WHAT TO DO >>
Find every line in the items below that contains the word "white", and copy each of those lines.
** START RECORDS SUPPLIED **
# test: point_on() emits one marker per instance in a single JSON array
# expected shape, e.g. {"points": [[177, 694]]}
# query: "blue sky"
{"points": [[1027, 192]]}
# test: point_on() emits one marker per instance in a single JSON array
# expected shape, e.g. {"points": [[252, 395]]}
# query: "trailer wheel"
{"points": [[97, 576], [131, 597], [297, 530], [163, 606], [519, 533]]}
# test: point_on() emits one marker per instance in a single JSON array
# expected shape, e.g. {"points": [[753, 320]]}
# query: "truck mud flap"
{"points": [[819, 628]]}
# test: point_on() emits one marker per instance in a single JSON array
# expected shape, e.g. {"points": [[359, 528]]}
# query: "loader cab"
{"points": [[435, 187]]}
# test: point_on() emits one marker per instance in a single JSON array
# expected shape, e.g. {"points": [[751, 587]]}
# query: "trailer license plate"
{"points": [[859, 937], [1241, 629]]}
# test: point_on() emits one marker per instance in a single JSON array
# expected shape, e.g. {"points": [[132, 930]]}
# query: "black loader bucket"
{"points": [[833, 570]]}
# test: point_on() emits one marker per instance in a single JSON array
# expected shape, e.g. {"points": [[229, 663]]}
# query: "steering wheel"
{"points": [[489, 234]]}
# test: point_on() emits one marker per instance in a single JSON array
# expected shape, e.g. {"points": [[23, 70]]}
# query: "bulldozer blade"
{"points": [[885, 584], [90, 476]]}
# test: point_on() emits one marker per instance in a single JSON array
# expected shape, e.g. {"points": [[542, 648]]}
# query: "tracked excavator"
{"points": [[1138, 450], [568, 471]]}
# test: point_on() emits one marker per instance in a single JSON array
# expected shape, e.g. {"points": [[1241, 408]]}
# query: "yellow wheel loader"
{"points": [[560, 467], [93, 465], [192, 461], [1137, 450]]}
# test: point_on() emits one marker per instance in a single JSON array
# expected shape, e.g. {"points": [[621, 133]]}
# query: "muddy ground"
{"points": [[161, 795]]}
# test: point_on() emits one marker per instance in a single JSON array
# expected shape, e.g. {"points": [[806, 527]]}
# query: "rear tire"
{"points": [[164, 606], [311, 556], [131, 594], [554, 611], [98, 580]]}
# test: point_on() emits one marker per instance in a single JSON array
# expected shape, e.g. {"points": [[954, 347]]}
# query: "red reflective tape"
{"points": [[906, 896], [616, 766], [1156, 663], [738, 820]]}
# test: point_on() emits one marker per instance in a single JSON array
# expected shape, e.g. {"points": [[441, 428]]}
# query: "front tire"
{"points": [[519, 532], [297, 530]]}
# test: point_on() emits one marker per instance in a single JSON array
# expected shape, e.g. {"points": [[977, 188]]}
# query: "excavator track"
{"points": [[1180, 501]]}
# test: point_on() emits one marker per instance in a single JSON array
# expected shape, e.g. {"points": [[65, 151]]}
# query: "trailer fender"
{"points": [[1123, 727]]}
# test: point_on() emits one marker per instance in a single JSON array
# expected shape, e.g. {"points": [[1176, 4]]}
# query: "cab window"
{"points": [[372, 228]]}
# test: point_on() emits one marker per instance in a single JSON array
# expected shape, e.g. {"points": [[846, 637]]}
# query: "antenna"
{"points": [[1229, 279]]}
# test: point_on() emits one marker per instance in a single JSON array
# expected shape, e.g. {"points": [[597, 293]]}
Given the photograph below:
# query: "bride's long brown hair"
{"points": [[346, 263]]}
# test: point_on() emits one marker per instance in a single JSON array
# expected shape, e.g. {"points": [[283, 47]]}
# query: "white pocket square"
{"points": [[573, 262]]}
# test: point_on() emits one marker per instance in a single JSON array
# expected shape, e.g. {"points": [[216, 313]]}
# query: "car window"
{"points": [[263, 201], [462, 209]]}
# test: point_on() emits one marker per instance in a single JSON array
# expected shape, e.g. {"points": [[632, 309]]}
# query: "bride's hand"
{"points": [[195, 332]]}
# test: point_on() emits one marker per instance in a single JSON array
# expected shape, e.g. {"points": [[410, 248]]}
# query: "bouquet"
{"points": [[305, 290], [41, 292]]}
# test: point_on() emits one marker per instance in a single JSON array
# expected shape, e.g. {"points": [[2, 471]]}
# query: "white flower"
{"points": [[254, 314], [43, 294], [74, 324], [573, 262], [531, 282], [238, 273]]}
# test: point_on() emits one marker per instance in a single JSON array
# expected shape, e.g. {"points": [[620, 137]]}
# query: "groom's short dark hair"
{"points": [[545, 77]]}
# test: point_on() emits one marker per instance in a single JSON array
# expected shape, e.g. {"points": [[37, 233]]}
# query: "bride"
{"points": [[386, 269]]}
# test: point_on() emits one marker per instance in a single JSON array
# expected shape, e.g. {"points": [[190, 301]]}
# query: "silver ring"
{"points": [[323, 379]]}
** END RECORDS SUPPLIED **
OUTPUT OF THE EXERCISE >>
# query: "white pocket square"
# query: "white flower"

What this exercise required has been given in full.